TASK REQUIREMENTS
From the news report on Rahul Gandhi's Bhopal rally, extract the passage starting with "The Bhopal disaster, said" and going on through "five years ago.", copying it word for word.

By IANS,
Bhopal : Congress general secretary Rahul Gandhi Tuesday expressed concern for the survivors of the Bhopal gas tragedy and said his family was pained by the world’s worst industrial disaster that killed thousands 23 years ago.
Gandhi was addressing a rally during the last leg of campaigning for Thursday’s Madhya Pradesh assembly elections and urged the electorate to vote for the Congress to make the state capital beautiful.
“I still remember the day when my father (late Rajiv Gandhi – then prime minister) returned from Bhopal after the tragedy. I was not alone to be pained by the suffering of the people of Bhopal but the entire nation, including my family, was distressed,” he told a gathering of about 5,000 people who had waited for hours in the scorching sun to listen to the young Congress leader.
The Bhopal disaster, said to be worst in the world, occurred in the city Dec 3, 1984, resulting in the deaths of thousands. A Union Carbide subsidiary pesticide plant released 42 tonnes of methyl isocyanate (MIC) gas, exposing at least 520,000 people to its toxic effects.
Gandhi also charged the ruling Bharatiya Janata Party (BJP) in Madhya Pradesh with not fulfilling promises it made to the people of the state five years ago.
He said Bhopal is a beautiful city and people should vote for the Congress if they want to make it even better.
“They (BJP leaders) always make promises only to forgot them. Once they had promised to build Ram Temple, now they talk of eliminating terrorism. Tomorrow, it will be something else,” Gandhi said, adding, “Trust was the most important thing in politics which the people have lost in them (BJP)”.
He said Prime Minister Manmohan Singh and Congress president Sonia Gandhi had promised that if they formed a government at the centre, it would be for the “aam aadmi” (common man) and any one can see the steps taken by the two leaders for the welfare of the common man.
“Be it National Rural Employment Guarantee Scheme (NREGS), Right to Information (RTI) Act, Sarva Shiksha Abhiyan (SSA) or loan waiver scheme for the farmers.”
Accusing the BJP of trying to divert the debate from lack of development in Madhya Pradesh to terrorism, he said: “Now when we ask them about the fulfilment of promises they had made in the run-up to the 2003 state polls, they talk about terrorism.”
“If there is no development in Madhya Pradesh, there are no roads, no electricity and no water, is it because terrorists have blocked the roads to development? Is it because of terrorists that there are no teachers in schools? Are terrorists uprooting electricity poles?” Gandhi asked.
Ending his 10-minute speech, a couple of minutes before the deadline for campaigning, he also went ahead and met the people in his usual style, breaking the security cordon.

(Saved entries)
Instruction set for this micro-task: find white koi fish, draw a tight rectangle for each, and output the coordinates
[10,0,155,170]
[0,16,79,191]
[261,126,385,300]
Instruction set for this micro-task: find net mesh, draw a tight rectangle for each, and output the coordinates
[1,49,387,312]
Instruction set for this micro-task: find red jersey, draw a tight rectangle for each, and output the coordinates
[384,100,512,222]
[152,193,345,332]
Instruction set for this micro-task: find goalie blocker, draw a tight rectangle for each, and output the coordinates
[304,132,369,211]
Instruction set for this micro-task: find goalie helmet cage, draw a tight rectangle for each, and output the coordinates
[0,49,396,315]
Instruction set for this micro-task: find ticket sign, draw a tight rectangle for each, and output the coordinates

WRITTEN ANSWER
The Bhopal disaster, said to be worst in the world, occurred in the city Dec 3, 1984, resulting in the deaths of thousands. A Union Carbide subsidiary pesticide plant released 42 tonnes of methyl isocyanate (MIC) gas, exposing at least 520,000 people to its toxic effects.
Gandhi also charged the ruling Bharatiya Janata Party (BJP) in Madhya Pradesh with not fulfilling promises it made to the people of the state five years ago.